Unos tienen miedo, a otros no les importa

Ana relata las llamadas en vano a la comisaría, los encuentros con el intendente, los reclamos en los juzgados, las denuncias silenciadas por miedo a las reprimendas, evitar dar nombres, no mostrar la cara en los medios.

Entre las seis de la tarde y las diez de la noche, se supone que un patrullero protege el área. “Pero los policías a cargo estacionan el vehículo, le ponen llave y se van hasta cumplir el horario y pasan a retirar el auto”, dice con cierto sarcasmo.

* _CONTENIDO DE REGISTROS_:
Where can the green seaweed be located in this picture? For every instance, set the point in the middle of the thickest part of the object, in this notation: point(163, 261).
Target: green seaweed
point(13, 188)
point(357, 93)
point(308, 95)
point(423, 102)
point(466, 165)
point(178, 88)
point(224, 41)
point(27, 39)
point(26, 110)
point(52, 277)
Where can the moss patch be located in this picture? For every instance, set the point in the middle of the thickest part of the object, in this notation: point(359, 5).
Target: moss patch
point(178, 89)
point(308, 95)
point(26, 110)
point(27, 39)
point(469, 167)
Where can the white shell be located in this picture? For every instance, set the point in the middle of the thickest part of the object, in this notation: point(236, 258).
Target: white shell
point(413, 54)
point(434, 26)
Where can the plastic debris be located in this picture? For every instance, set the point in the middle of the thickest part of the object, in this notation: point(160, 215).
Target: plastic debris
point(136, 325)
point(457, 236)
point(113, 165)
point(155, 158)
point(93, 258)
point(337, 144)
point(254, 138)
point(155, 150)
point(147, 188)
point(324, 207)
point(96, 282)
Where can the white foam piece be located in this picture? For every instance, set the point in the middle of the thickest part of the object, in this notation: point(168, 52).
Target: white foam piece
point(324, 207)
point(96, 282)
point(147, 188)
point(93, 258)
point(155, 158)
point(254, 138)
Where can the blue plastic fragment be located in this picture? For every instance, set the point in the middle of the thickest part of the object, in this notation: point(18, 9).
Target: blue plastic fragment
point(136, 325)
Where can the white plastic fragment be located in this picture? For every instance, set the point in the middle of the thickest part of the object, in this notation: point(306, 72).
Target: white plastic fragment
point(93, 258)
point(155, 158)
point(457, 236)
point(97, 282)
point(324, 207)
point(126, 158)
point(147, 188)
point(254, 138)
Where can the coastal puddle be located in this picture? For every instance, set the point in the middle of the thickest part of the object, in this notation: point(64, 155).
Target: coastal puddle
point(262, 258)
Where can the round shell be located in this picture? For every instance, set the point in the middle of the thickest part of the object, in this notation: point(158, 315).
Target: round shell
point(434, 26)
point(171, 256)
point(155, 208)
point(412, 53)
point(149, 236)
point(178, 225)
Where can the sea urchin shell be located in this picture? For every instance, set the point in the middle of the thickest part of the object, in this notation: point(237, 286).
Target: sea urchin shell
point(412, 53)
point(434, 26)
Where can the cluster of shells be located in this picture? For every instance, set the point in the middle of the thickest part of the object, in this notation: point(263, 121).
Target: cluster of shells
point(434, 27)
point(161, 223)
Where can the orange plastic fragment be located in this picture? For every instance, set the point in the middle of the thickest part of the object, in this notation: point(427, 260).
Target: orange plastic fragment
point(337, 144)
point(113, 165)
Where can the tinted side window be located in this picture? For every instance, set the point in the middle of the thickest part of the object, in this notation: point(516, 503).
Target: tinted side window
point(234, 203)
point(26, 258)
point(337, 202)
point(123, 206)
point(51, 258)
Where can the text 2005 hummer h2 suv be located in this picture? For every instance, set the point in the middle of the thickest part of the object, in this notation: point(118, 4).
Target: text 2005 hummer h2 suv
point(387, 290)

* _OBJETIVO DEL EJERCICIO_:
Según el fragmento seleccionado, ¿entre qué horas se supone que un patrullero protege el área?

* _RESULTADO DEL EJERCICIO_:
Entre las seis de la tarde y las diez de la noche.